═════ Supplied entries ═════

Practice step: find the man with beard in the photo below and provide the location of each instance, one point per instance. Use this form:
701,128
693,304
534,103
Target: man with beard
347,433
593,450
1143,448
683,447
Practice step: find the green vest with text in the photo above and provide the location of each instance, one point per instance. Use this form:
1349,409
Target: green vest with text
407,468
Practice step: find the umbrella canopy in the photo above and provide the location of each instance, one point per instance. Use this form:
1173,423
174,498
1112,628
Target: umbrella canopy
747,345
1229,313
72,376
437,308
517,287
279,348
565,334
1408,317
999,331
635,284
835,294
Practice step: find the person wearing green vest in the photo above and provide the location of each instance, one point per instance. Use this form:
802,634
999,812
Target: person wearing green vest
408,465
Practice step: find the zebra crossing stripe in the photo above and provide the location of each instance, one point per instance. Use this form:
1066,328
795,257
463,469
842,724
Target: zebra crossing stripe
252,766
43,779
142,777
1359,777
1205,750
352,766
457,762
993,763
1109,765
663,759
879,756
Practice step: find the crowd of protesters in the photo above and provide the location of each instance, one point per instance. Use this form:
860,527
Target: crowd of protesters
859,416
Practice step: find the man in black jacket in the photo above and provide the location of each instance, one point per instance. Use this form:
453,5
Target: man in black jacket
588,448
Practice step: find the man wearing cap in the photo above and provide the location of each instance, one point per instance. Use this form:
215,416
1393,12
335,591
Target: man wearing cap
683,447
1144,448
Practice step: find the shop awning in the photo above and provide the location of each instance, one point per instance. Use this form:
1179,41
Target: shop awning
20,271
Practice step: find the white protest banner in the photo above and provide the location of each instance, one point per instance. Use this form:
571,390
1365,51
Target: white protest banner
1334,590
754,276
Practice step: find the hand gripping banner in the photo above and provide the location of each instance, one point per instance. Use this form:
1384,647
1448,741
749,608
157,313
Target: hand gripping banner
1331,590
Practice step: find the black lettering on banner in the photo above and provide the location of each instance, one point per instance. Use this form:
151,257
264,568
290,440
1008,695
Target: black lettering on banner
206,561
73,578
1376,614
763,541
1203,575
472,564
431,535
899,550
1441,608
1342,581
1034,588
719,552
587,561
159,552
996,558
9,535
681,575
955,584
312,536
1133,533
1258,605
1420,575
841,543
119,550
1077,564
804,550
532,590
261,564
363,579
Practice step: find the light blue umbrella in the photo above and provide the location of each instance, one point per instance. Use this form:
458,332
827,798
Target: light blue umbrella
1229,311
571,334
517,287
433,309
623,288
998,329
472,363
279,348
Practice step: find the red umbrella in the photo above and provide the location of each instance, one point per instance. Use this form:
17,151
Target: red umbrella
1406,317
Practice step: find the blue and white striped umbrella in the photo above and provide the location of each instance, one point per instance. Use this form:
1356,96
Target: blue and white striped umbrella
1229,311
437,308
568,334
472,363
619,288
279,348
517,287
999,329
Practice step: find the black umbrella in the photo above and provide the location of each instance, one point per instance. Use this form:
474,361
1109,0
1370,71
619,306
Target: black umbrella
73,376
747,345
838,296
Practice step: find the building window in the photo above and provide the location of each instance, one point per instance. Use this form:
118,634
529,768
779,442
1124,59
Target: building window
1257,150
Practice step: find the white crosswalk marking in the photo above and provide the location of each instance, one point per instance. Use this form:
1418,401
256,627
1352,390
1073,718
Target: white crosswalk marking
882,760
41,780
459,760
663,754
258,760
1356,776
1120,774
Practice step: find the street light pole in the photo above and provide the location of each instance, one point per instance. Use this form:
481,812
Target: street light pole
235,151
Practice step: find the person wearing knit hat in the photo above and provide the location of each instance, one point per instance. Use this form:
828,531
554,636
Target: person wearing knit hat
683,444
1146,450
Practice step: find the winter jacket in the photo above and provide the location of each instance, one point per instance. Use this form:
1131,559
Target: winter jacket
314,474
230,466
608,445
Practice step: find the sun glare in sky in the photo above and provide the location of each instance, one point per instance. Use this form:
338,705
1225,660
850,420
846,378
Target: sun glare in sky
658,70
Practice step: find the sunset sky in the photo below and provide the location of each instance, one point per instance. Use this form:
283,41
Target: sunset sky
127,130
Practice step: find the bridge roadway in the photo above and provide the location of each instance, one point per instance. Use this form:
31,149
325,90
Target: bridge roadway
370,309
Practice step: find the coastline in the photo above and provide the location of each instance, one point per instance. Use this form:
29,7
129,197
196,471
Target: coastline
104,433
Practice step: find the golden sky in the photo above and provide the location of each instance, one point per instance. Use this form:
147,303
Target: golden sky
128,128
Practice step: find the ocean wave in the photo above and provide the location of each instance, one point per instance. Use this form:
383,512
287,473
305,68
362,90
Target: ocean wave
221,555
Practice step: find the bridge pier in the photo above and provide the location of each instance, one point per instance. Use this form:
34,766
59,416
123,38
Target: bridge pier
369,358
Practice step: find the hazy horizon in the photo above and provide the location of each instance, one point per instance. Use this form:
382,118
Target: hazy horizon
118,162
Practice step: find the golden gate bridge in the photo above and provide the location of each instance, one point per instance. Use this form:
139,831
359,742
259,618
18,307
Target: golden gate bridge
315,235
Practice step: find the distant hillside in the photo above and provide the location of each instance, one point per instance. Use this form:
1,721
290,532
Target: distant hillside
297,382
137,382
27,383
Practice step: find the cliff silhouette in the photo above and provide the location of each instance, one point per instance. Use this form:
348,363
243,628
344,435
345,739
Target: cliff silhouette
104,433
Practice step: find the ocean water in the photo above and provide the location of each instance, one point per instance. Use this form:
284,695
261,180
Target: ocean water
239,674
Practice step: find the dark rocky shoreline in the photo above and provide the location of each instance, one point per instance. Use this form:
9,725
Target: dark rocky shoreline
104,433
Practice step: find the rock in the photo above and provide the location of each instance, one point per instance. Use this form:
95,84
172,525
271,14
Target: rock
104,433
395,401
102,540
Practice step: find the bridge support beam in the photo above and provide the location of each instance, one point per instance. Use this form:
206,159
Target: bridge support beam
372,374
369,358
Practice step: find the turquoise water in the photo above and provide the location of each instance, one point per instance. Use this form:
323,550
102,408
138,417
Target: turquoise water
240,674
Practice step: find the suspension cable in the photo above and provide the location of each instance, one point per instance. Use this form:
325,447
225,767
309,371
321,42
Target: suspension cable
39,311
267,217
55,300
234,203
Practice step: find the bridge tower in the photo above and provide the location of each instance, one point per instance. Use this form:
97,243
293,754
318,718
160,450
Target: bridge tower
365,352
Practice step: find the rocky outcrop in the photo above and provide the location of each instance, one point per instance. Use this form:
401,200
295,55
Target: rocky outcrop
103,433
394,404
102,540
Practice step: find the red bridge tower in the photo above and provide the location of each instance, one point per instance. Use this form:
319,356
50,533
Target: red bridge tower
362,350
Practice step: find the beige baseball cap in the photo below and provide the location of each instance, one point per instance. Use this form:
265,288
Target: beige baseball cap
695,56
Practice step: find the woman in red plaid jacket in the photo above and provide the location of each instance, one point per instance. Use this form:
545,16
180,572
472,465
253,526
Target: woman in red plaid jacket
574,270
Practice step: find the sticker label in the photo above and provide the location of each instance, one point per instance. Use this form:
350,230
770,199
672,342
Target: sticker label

═════

Objective
Your task is to return the full listing exactly as it was given.

Exercise response
Practice step: find the man with beard in the photo below and provide the location of each instance, one point per instance. Use this form:
701,128
693,304
534,103
Target: man with beard
347,433
593,450
1143,448
683,447
Practice step: find the green vest with text in the photo above and provide the location of each instance, one point per instance. Use this form:
1349,409
Target: green vest with text
407,468
Practice step: find the umbrella canopy in the photo above and provide the location of each instance, one point per instance. Use this form:
1173,423
174,498
1112,628
Target: umbrella canopy
747,345
1229,313
72,376
437,308
517,287
279,348
565,334
1408,317
999,331
635,284
835,294
Practice step: find the person wearing green vest in the photo above and provide the location of each instance, one point per instance. Use this form:
802,634
999,812
Target: person wearing green vest
408,465
Practice step: find the zebra crossing stripe in the photo above and provide the location of each instance, one point per instance. Use this form:
1066,328
795,257
463,469
842,724
Target: zebra crossing stripe
252,766
43,779
142,777
1359,777
1205,750
352,766
457,762
993,763
1109,765
663,759
879,756
Practice step: find the crowd of protesters in the photo above and provide the location of each instance, one point per instance. Use this form:
860,527
Target: crowd of protesters
859,416
Practice step: find the man in black jacket in the photo above and provide the location of each instance, one point per instance. Use this form:
453,5
Target: man in black jacket
588,448
Practice step: find the man wearing cap in the photo above and provide the location of each instance, one point per instance. Use this form:
215,416
1393,12
335,591
Target: man wearing cap
683,447
1144,448
Practice step: find the shop awning in the photo above and provide the location of each instance, one point per instance. Use this form:
1179,41
Target: shop awning
20,271
Practice step: find the white protest banner in the photo above and provide the location of each instance, one point per instance. Use this form:
571,390
1365,51
Target: white protest banner
1334,590
754,276
Practice step: find the hand gripping banner in the photo above and provide the location of each instance, one point per instance. Use this form:
1384,647
1448,741
749,608
157,313
Target: hand gripping banner
1331,590
Practice step: find the black lettering on banner in the photo above and provide the location of each instance, one point per instance. Use this form:
151,257
264,568
290,440
1008,695
Target: black lettering on banner
206,561
73,578
1376,614
763,541
1203,575
472,564
431,535
899,550
1441,608
1342,581
1034,588
719,552
587,561
159,552
996,558
9,535
681,575
955,584
312,536
1133,533
1258,605
1420,575
841,543
119,550
1077,564
804,550
532,590
261,564
363,579
Practice step: find the light blue umbrella in the photo above and provide the location of each instance, one point per instance. Use this form:
458,332
827,798
Target: light blue umbrella
1229,311
571,334
517,287
433,309
623,288
998,329
472,363
279,348
Practice step: find the red umbrella in the photo above and provide the location of each instance, one point per instance. Use this form:
17,151
Target: red umbrella
1406,317
Practice step: find the blue and white striped umbrella in the photo above and provide the location of each instance, one point per instance. Use this form:
1356,96
Target: blue and white striped umbrella
1229,311
437,308
568,334
472,363
619,288
279,348
517,287
999,329
Practice step: find the black umbrella in the photo above and provide the location of each instance, one point per instance. Use this form:
474,361
1109,0
1370,71
619,306
Target: black umbrella
73,376
747,345
838,296
Practice step: find the building window in the photo above and provide the location of each instance, one point per instance. Use this form:
118,634
529,768
779,442
1124,59
Target: building window
1257,150
Practice step: find the white crosswalk marking in the photo above and provide the location of each instance, one point per instance. Use this form:
1418,401
256,627
1352,390
1073,718
Target: white crosswalk marking
882,760
41,780
459,760
663,754
258,760
1356,776
1120,774
Practice step: find the street light pole in the photo above and provide the location of each instance, one point per instance. Use this form:
481,812
Target: street light pole
235,151
Practice step: find the person wearing knit hat in the photo above and provide the location of each instance, one point per instance. Use this form:
828,531
554,636
Target: person wearing knit hat
683,444
1146,450
Practice step: find the winter jacket in the photo above and provide the location of each instance, one point per instance. Use this form:
1131,559
Target: winter jacket
314,474
230,466
608,445
Practice step: find the sun glare in sky in the photo above and provide the location of each instance, one point per instance. Use this form:
338,705
1225,660
850,420
846,378
Target: sun glare in sky
658,70
Practice step: find the sunset sky in the photo below and provide the location of each instance, one point per instance. Use this form:
283,41
Target: sunset sky
127,130
Practice step: find the bridge roadway in the photo above and provide the location of each instance, one point per instance. Use this form:
31,149
325,90
Target: bridge roadway
370,309
Practice step: find the coastline in the photo above and provide the location of each instance, one point per instance. Use this form:
29,7
129,197
196,471
Target: coastline
104,433
Practice step: find the golden sky in the photo above and provide the location of each instance, one point per instance. Use this form:
147,303
Target: golden sky
128,128
Practice step: find the ocean wave in the photo above and provide the location of each instance, one point per instance. Use this form:
383,512
287,473
305,68
362,90
Target: ocean wave
221,555
Practice step: find the bridge pier in the photo above and provide the location of each instance, one point per instance. Use this form:
34,766
59,416
123,38
Target: bridge pier
369,358
Practice step: find the hazy horizon in the photo above and provide the location of each instance, one point per instance. Use this form:
382,118
Target: hazy horizon
118,162
Practice step: find the golden gate bridge in the photo above and provide the location of each instance, one point per instance. Use this form:
139,831
359,742
259,618
18,307
Target: golden gate bridge
315,235
Practice step: find the distant hillside in the photo above and provide the location of each instance, one point per instance. Use this form:
1,721
290,532
Target: distant hillside
297,382
137,382
27,383
Practice step: find the cliff silhouette in the photo above and provide the location of each instance, one point per instance. Use this form:
348,363
243,628
344,435
345,739
Target: cliff silhouette
104,433
Practice step: find the ocean water in the photo above and provide the location of each instance, one point per instance. Use this form:
284,695
261,180
Target: ocean water
239,674
Practice step: find the dark rocky shoreline in the photo above and provide the location of each instance, one point per instance. Use this form:
9,725
Target: dark rocky shoreline
104,433
Practice step: find the rock in the photo above and provide the location of each instance, one point per instance. Use this form:
95,84
172,525
271,14
Target: rock
104,433
395,401
102,540
Practice step: find the bridge support beam in the photo above and provide the location of each instance, one point per instance. Use this form:
206,159
Target: bridge support beam
372,374
369,358
Practice step: find the turquoise water in the photo above and provide the location of each instance, one point per instance. Use this form:
323,550
102,408
138,417
Target: turquoise water
240,674
Practice step: find the suspension cable in the photo above and provide the location of each instance, one point per instance. Use this form:
325,447
225,767
309,371
321,42
Target: suspension cable
39,311
267,217
55,300
234,203
Practice step: find the bridge tower in the photo above and provide the location of each instance, one point per instance. Use this form:
97,243
293,754
318,718
160,450
Target: bridge tower
365,352
Practice step: find the rocky outcrop in the photo above and provide the location of each instance, one point per instance. Use this form:
401,200
295,55
Target: rocky outcrop
103,433
394,404
102,540
Practice step: find the red bridge tower in the photo above and provide the location of each instance, one point per instance. Use this form:
319,356
50,533
Target: red bridge tower
362,350
Practice step: find the beige baseball cap in the photo below and provide the location of each instance, one point per instance. Use this form:
265,288
Target: beige baseball cap
695,56
Practice step: find the woman in red plaid jacket in the photo above and provide the location of each instance, one point per instance. Use this form:
545,16
180,572
472,465
253,526
Target: woman in red plaid jacket
574,270
Practice step: find the sticker label in the photo above and provide the location of each instance, one point per instance. Use this form:
350,230
770,199
672,342
Target: sticker label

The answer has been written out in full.